**ABOUT THIS EXERCISE**
Only the lines with the string "shingle" are needed; return each of them from the entries below.

INPUT FOR THIS TASK START

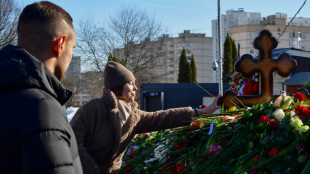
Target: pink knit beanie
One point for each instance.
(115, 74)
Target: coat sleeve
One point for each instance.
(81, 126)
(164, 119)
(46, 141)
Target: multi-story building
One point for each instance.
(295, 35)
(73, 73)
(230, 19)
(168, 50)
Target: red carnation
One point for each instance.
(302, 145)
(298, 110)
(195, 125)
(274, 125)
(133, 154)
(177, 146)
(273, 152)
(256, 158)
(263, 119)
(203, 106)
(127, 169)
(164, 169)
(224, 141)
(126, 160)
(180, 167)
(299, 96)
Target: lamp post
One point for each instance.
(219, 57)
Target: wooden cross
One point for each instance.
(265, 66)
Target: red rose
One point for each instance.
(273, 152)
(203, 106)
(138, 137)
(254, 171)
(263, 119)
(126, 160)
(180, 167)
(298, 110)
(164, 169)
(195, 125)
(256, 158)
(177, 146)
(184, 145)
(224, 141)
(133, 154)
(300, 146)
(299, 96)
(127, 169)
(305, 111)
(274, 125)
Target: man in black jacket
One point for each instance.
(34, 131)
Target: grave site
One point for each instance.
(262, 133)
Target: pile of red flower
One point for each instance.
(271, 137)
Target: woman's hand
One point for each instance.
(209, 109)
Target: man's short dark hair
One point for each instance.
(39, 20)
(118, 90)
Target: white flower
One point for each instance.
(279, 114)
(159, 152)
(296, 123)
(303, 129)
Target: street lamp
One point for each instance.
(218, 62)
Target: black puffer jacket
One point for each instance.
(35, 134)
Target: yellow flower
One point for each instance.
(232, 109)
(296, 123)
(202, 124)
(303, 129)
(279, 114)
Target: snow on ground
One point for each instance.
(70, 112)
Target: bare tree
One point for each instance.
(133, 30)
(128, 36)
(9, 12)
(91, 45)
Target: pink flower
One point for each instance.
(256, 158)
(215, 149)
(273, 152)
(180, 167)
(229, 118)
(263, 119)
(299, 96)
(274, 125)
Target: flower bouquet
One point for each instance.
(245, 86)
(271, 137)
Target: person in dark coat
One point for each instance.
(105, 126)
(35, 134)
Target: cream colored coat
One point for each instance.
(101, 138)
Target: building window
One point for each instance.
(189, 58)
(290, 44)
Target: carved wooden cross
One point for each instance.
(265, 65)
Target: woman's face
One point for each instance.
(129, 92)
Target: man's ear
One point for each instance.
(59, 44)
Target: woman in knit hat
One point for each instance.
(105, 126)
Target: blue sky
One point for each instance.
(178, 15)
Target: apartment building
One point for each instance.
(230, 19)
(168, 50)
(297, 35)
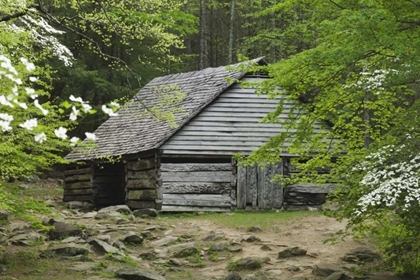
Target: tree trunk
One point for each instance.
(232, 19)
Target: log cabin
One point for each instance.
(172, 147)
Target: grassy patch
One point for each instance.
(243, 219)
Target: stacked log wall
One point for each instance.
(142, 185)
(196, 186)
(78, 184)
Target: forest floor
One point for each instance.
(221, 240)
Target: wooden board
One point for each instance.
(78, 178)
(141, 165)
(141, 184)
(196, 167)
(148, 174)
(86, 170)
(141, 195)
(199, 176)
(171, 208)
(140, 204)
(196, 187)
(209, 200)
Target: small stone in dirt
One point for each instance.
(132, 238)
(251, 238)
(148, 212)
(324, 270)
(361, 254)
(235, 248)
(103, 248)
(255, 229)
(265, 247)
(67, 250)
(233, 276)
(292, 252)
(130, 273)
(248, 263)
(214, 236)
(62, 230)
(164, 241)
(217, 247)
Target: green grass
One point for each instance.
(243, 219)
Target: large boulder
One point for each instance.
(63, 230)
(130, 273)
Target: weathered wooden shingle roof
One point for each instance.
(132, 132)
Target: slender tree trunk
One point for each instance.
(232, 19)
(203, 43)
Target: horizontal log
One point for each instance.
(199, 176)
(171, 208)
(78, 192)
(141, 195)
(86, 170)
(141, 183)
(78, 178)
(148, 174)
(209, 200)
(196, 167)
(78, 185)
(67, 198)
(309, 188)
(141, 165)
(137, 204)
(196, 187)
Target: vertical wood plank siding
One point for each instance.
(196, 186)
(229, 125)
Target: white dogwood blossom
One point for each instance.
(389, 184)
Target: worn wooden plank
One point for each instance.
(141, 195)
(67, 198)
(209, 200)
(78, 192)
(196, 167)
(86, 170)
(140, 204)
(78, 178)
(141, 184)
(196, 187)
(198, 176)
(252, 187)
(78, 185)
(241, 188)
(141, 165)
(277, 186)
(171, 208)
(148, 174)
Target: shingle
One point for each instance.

INPUT FOR THIS TASK END

**RESULT OF THIS TASK**
Target: weathered wooden shingle roof
Target: shingle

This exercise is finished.